**Excerpt to read**
((

FEWEL v. FEWEL.
On April 13, 1934, plaintiff mother obtained an interlocutory decree of divorce from defendant father on the ground of extreme cruelty. By such interlocutory decree plaintiff mother was awarded the care, custody and control of the two minor children of the parties; one, a girl then five years of age, and a boy at that time aged three years, with right of visitation with the children conferred upon defendant father. When the final decree of divorce was entered on April 17, 1935, there was incorporated therein the foregoing provisions of the interlocutory decree.
On September 24, 1937, upon application of the defendant father and pursuant to stipulation of both parents, the court entered an order modifying the provisions of the final decree with reference to the times when each parent should have actual custody of the children in lieu of the prior existing provisions as to time of visitations by the defendant father.
Thereafter, on September 18, 1941, defendant father filed with the court an application supported by his affidavit for an order to show cause directed to plaintiff mother in re modification of the order of September 24, 1937, with reference to the custody of said minor children. As grounds for the issuance of such order to show cause against plaintiff mother, the defendant alleged (1) that plaintiff did not provide the proper care or training for said children in that they are deprived of the companionship of other children; (2) that plaintiff failed to provide the children with proper and adequate schooling; (3) that plaintiff had consistently, wilfully and without reason refused to comply with any and all orders of the court concerning the right of defendant father to see and visit with the children; (4) that plaintiff mother persisted in sending the children out of the State of California to boarding schools so that the father would be denied visitations with them; and (5) that changed circumstances made it necessary for the best interests of the children that they spend more time with their father.
Following the issuance of an order to show cause as prayed, the same came on for hearing October 1, 1941, and thereupon the following proceedings were had:
“Mr. Painter: (counsel for defendant father) I don't know whether we are permitted to butt into the proceedings of the court here this morning. I am engaged in trial over in Department 47.
“Mr. Murphey: (counsel for plaintiff mother) Mr. Painter told me that he could continue that for the purpose of this hearing.
“Mr. Painter: I told Mr. Murphey no such thing. I told him I would hope we got through before Wednesday.
“The Court: I tell you what I can do: if you wish I will give you the first out. It won't take but a minute.
“Mr. Painter: It will take more than a minute.
“The Court: It won't take over ten minutes.
“Mr. Painter: It will not take a minute under two days.
“The Court: No, it won't.
“Mr. Murphey: There is no moral issue involved in the custody matter.
“The Court: If there is no moral issue there will be no hearing of two days.
“Mr. Painter: If Your Honor please, I happen to know that it will take two days.
“The Court: I happen to know it will not take two days. I will put an investigator on it if it is necessary.
“Mr. Painter: I suggested that to Your Honor the other day. I am perfectly willing that Your Honor put an investigator on.
“Mr. Murphey: I don't think there is any necessity for that. There is no issue tendered as to moral fitness of my client.
“Mr. Painter: There is as to the welfare of the children.
“The Court: What do you mean by ‘welfare?’
“Mr. Painter: The manner in which they are being educated; the manner in which they are being taken care of by the mother at the present time.

))

**Given problem 1**
In the location labeling rows, replace "overcast sky" with "cloudy sky" and write out the lines starting with the one containing "In this exercise you will indicate the overcast" and going on through the one containing "[(387, 60)]", changing nothing else.
The rows that come next are unrelated to the custody case above.

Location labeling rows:
((

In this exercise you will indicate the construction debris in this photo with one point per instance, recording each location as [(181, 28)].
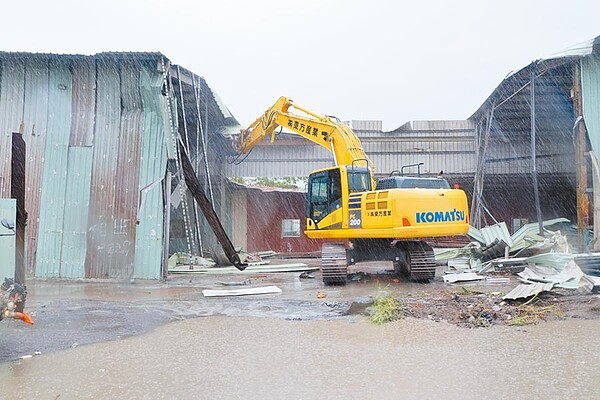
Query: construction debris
[(524, 291), (542, 262), (462, 277), (242, 283)]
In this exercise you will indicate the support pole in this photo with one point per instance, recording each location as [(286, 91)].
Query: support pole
[(579, 138), (536, 190)]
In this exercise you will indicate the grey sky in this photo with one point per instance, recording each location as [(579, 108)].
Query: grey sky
[(390, 60)]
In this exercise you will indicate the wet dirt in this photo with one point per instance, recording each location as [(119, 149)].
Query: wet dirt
[(297, 343)]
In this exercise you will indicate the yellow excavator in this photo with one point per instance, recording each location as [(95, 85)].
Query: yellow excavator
[(360, 218)]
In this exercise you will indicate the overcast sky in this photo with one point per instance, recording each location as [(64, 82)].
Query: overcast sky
[(387, 60)]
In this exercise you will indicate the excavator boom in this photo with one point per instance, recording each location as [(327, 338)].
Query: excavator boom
[(385, 220)]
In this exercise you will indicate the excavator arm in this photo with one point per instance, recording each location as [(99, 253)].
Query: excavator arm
[(323, 130)]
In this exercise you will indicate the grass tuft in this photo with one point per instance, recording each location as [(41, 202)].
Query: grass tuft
[(386, 308)]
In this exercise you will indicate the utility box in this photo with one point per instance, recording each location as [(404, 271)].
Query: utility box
[(8, 211)]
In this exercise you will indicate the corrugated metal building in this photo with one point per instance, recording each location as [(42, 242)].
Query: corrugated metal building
[(438, 145), (427, 147), (270, 219), (511, 133), (490, 154), (100, 133)]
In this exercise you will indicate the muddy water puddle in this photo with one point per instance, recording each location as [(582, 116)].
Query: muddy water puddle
[(269, 358)]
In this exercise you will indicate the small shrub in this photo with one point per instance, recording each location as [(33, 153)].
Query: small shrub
[(386, 308)]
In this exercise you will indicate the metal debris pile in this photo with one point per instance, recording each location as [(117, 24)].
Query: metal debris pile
[(540, 262)]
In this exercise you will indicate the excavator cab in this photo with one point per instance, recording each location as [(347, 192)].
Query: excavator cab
[(328, 191)]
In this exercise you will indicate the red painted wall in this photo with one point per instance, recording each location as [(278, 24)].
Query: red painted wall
[(266, 211)]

))

**Given problem 2**
Write out word for word the passage of the custody case starting with "On September 24, 1937, upon" and going on through "the defendant father.".

**Written answer 1**
In this exercise you will indicate the cloudy sky in this photo with one point per instance, recording each location as [(64, 82)].
Query: cloudy sky
[(387, 60)]

**Written answer 2**
On September 24, 1937, upon application of the defendant father and pursuant to stipulation of both parents, the court entered an order modifying the provisions of the final decree with reference to the times when each parent should have actual custody of the children in lieu of the prior existing provisions as to time of visitations by the defendant father.